Stored records:
# # #

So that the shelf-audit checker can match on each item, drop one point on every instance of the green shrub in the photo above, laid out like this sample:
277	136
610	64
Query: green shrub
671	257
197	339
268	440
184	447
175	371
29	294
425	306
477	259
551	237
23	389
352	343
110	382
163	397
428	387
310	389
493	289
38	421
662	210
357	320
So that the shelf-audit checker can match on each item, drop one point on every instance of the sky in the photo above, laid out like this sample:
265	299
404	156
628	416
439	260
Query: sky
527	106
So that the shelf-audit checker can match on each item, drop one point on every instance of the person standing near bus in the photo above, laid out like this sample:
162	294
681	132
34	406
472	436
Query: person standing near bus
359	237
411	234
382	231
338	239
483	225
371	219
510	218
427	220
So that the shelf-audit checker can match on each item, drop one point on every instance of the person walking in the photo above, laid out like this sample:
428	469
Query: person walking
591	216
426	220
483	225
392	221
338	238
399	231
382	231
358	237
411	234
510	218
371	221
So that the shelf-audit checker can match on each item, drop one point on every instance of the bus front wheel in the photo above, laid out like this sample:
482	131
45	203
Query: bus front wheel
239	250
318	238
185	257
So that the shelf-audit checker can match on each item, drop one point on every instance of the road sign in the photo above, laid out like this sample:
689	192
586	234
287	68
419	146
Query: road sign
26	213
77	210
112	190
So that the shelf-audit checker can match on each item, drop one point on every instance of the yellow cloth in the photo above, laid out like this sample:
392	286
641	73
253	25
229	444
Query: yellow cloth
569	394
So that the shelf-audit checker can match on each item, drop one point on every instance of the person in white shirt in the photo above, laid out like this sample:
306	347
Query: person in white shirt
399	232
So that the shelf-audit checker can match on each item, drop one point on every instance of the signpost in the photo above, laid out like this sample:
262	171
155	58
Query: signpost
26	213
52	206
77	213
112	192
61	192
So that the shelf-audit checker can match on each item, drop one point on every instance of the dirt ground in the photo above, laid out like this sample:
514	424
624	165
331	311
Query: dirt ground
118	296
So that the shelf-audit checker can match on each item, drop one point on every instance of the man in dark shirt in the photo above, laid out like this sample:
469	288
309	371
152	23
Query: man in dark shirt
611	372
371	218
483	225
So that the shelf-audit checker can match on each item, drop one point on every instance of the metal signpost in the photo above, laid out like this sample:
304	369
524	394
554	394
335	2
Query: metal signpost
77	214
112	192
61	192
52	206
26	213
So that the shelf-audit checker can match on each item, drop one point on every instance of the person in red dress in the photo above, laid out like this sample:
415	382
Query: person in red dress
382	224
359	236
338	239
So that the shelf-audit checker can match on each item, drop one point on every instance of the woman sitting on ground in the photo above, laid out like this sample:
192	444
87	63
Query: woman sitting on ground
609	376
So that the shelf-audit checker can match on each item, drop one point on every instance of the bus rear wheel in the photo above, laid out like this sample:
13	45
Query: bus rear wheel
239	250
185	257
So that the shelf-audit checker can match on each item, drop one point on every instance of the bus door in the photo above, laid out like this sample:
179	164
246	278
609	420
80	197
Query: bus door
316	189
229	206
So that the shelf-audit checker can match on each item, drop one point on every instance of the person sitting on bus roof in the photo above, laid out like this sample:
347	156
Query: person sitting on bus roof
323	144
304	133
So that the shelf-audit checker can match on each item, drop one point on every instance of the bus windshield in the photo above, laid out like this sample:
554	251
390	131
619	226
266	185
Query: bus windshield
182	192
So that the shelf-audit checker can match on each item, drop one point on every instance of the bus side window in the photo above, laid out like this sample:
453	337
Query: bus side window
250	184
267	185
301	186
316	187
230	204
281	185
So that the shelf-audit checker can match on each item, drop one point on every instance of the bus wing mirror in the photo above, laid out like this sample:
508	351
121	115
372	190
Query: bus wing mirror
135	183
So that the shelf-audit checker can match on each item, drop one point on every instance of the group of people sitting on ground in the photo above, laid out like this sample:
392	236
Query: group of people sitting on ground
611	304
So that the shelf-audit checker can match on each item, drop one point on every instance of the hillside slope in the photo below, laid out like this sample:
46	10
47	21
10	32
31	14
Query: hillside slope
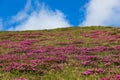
80	53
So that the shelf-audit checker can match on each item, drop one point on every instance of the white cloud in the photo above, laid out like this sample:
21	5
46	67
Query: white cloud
22	15
102	12
1	24
40	18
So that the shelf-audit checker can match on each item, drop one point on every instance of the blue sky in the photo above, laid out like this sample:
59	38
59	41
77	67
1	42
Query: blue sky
50	14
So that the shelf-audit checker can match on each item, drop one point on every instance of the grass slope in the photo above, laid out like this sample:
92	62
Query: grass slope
79	53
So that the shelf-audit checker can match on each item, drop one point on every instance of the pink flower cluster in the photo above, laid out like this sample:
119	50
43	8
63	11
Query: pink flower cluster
92	71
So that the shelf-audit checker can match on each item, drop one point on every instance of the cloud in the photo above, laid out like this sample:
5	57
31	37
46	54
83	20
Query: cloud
102	12
22	15
41	17
1	24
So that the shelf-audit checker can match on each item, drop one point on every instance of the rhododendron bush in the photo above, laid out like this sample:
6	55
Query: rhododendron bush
88	53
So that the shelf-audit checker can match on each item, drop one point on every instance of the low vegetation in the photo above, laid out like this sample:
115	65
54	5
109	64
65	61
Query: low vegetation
78	53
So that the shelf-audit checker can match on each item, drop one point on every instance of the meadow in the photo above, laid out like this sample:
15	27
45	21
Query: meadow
77	53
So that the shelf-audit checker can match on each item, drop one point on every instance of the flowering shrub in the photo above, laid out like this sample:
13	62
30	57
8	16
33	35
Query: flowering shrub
64	54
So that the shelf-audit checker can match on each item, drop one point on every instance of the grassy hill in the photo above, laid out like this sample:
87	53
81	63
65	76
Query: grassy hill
79	53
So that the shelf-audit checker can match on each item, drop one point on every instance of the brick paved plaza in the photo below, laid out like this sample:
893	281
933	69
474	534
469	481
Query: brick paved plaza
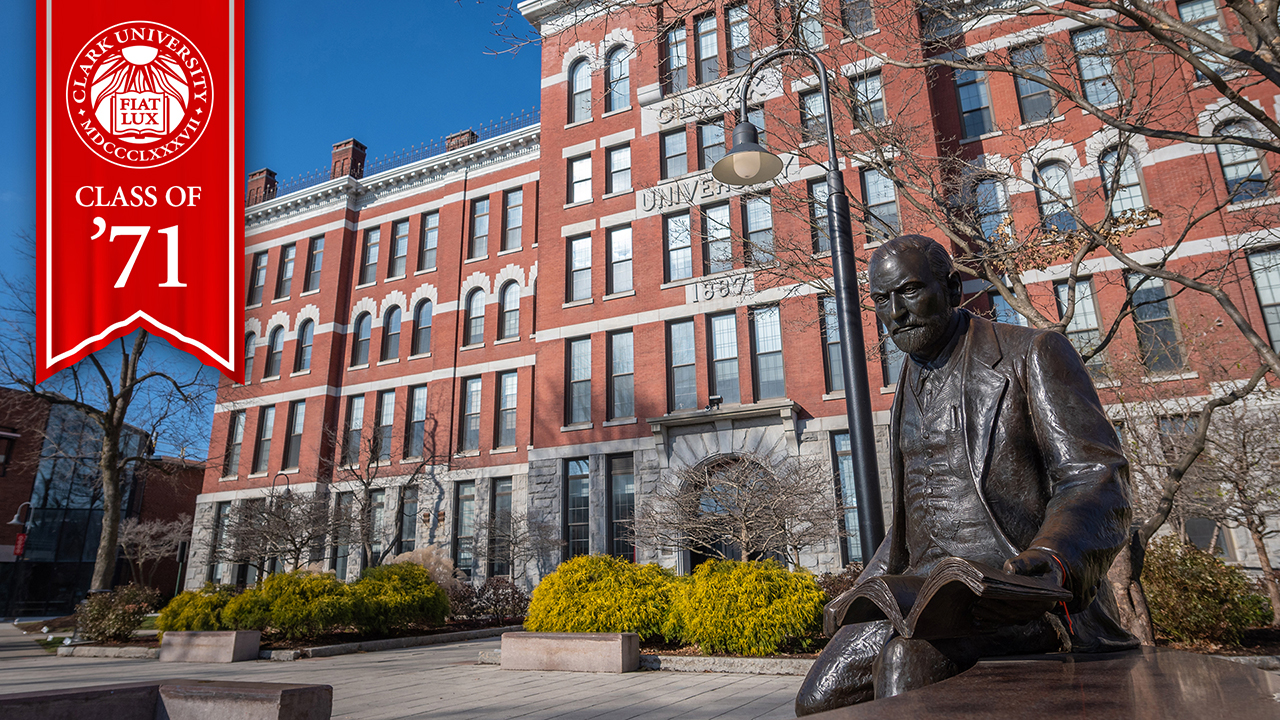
433	682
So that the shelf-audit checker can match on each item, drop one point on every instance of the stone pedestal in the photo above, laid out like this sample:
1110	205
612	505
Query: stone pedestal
213	646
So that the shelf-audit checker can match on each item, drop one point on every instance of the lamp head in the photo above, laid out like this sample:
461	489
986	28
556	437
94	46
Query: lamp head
748	163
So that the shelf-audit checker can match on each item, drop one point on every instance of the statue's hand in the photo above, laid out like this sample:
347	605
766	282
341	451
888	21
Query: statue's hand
1040	563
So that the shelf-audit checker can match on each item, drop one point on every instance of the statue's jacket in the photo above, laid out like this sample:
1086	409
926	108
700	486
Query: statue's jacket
1047	464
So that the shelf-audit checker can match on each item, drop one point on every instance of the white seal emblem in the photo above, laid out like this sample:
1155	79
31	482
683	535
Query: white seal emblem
140	94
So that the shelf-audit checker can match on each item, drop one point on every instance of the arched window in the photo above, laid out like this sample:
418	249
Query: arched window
1120	181
274	351
1054	196
1240	165
508	323
360	346
250	349
421	328
302	347
475	318
617	72
579	91
391	333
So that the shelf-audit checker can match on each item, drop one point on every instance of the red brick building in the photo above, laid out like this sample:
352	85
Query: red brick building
554	319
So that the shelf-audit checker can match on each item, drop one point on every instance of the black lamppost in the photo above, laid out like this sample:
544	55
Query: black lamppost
748	163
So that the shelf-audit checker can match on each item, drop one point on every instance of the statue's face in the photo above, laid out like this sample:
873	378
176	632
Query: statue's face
913	305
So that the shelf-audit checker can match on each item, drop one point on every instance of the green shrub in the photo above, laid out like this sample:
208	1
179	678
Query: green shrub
745	607
196	610
392	597
296	605
113	616
599	593
1196	597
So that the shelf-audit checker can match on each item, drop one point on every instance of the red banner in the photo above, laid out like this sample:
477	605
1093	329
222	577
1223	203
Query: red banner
141	178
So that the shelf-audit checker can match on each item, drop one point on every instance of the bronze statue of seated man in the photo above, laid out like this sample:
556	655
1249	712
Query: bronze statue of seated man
1001	454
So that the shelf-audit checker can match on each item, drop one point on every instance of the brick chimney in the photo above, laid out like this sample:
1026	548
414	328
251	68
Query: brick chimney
261	186
461	140
348	159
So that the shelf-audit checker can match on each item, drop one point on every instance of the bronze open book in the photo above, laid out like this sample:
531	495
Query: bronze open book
944	605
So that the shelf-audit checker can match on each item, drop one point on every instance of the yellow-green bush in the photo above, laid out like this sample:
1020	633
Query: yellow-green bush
391	597
295	605
745	607
196	610
599	593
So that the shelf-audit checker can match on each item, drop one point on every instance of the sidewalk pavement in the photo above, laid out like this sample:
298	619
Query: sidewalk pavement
438	682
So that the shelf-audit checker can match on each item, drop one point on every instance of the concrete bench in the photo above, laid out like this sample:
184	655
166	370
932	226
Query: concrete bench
1147	682
574	652
214	646
174	700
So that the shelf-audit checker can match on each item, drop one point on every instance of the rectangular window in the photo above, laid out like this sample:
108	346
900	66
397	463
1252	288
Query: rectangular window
577	506
620	259
400	249
284	278
675	154
717	244
507	409
622	400
868	99
512	219
684	372
1083	328
769	381
579	381
1153	319
859	18
470	414
810	23
579	268
465	527
499	524
479	228
315	260
974	103
821	228
813	117
263	447
355	424
881	199
579	180
622	506
758	223
1093	59
676	76
739	39
256	279
618	168
725	358
234	440
831	343
293	440
1265	268
708	49
711	144
680	250
408	519
1034	100
369	256
851	548
384	422
430	238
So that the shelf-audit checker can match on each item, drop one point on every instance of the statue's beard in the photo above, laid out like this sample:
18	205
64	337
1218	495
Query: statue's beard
927	333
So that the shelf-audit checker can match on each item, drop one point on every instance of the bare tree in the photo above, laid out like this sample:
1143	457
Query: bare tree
146	542
136	384
744	507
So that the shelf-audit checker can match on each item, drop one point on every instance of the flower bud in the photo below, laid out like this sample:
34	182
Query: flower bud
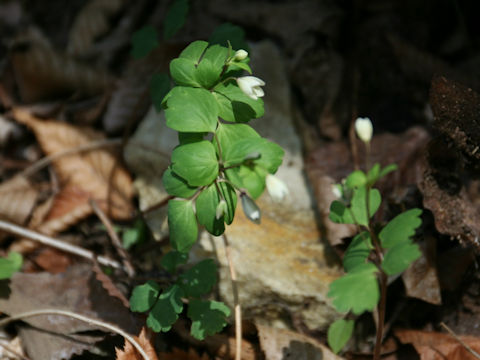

# # #

Assignment: Count the lines in the entries above that hold the string "below", and give that count without any other text.

Exercise solution: 3